--- Record excerpts ---

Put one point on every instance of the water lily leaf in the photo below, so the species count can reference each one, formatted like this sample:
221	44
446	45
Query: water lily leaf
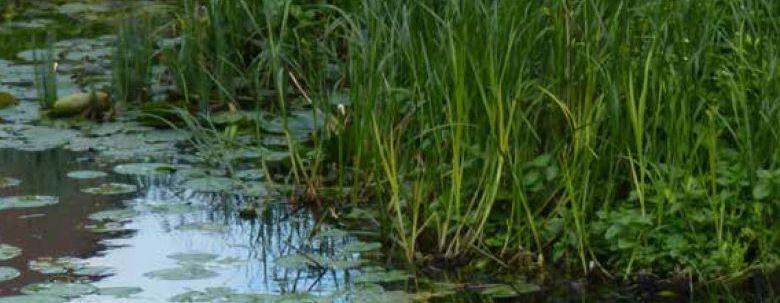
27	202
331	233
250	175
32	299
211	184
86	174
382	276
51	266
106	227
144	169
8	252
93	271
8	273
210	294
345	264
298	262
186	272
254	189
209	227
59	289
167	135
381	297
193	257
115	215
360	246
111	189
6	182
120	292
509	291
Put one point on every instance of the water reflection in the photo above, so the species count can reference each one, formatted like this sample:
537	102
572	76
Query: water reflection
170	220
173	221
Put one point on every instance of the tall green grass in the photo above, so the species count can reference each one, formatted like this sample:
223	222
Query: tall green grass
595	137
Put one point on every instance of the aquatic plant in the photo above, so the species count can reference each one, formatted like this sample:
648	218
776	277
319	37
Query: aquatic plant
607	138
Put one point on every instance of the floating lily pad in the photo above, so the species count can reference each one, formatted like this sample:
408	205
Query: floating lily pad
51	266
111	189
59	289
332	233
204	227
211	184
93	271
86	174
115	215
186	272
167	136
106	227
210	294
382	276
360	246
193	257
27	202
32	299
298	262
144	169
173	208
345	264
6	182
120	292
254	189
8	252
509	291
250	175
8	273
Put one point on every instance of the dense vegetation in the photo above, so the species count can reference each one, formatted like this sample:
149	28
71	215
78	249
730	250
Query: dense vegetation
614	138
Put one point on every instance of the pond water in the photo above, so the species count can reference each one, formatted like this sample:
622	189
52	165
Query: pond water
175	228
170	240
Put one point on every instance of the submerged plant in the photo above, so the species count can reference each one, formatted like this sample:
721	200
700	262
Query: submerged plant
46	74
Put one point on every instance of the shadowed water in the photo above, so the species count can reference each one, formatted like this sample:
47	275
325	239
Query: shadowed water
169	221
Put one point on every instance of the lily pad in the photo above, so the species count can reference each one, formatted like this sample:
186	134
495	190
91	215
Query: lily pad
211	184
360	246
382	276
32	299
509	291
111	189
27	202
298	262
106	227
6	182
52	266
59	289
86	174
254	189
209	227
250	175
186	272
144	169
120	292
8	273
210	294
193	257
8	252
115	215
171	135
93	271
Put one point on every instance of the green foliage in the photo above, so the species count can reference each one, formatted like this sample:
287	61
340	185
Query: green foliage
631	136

---
--- Record excerpts ---

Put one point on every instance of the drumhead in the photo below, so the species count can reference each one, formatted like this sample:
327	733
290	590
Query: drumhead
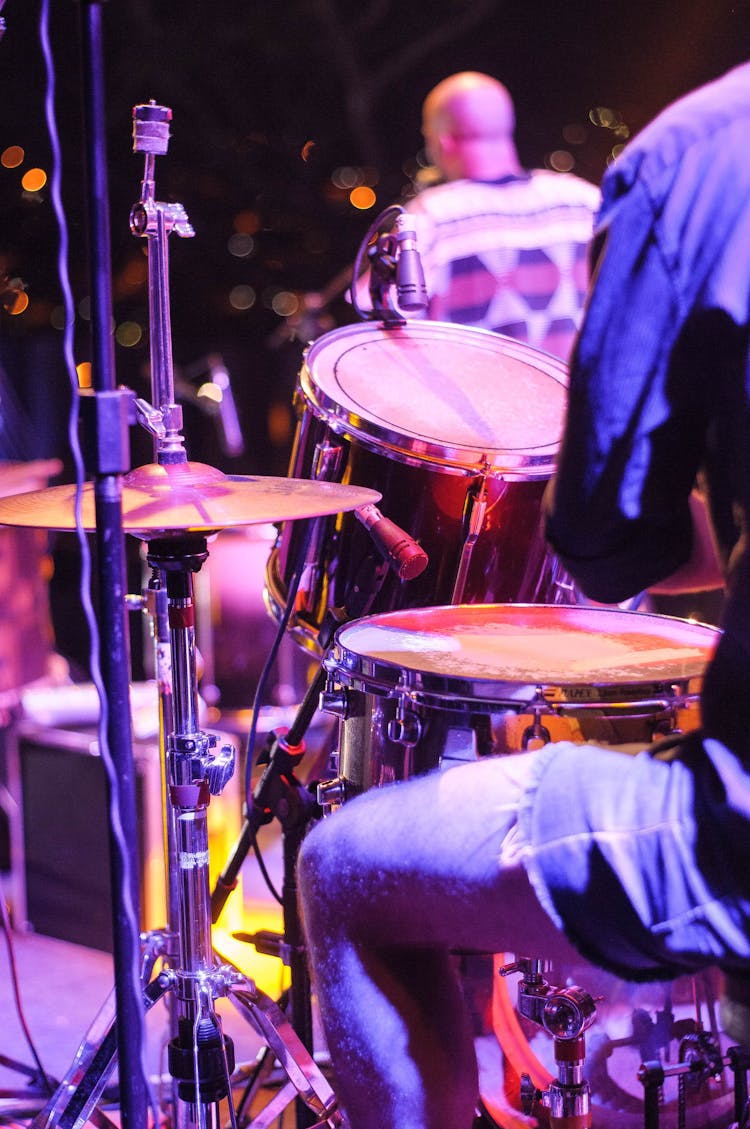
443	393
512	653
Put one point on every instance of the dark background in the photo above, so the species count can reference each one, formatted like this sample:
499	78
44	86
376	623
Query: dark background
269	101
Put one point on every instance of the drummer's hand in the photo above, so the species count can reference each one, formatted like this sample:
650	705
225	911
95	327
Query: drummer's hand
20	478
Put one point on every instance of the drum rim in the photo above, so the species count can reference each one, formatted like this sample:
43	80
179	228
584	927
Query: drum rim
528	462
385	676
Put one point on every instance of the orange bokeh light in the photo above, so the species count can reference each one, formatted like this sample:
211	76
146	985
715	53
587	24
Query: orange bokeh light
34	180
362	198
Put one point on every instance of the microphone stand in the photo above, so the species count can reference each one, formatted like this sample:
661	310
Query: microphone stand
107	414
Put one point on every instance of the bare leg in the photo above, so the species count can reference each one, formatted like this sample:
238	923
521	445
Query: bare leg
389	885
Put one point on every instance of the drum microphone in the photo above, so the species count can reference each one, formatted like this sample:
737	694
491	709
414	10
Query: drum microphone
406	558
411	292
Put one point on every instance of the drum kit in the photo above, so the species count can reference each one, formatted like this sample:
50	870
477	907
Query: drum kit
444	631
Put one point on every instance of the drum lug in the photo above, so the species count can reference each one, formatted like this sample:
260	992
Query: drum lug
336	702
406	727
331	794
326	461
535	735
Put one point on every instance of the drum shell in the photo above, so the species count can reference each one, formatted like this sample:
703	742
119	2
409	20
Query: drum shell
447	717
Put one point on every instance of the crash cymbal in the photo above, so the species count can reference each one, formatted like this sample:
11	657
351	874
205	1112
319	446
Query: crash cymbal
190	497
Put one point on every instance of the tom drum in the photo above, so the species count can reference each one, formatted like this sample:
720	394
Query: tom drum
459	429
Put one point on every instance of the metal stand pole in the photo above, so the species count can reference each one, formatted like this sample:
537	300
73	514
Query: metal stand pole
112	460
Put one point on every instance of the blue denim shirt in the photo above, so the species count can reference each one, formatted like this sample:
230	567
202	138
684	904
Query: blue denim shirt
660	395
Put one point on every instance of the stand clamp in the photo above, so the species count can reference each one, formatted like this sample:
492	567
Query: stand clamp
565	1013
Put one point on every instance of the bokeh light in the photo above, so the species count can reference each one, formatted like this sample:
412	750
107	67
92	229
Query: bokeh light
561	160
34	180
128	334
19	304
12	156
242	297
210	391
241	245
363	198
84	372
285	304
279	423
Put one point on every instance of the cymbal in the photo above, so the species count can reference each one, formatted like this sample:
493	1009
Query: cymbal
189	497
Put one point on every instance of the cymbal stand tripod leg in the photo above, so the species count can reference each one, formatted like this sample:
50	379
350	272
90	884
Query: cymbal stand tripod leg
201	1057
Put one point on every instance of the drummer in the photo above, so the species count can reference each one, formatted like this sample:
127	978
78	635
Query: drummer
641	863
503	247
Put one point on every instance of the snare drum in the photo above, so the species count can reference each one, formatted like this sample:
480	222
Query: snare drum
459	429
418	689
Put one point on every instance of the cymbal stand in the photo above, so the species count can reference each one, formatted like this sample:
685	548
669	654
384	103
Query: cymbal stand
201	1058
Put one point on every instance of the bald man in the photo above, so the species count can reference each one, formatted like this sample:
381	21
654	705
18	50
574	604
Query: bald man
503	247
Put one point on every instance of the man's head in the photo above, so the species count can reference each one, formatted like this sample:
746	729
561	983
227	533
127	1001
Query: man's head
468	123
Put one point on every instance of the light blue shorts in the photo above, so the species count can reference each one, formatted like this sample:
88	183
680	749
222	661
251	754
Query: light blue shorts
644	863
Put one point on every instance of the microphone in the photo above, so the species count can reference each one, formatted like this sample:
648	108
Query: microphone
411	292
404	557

---

### [What is being asked]
Count the lines above that contain the string "submerged", matching case exactly, and reply with the number alone.

### [Response to the task]
2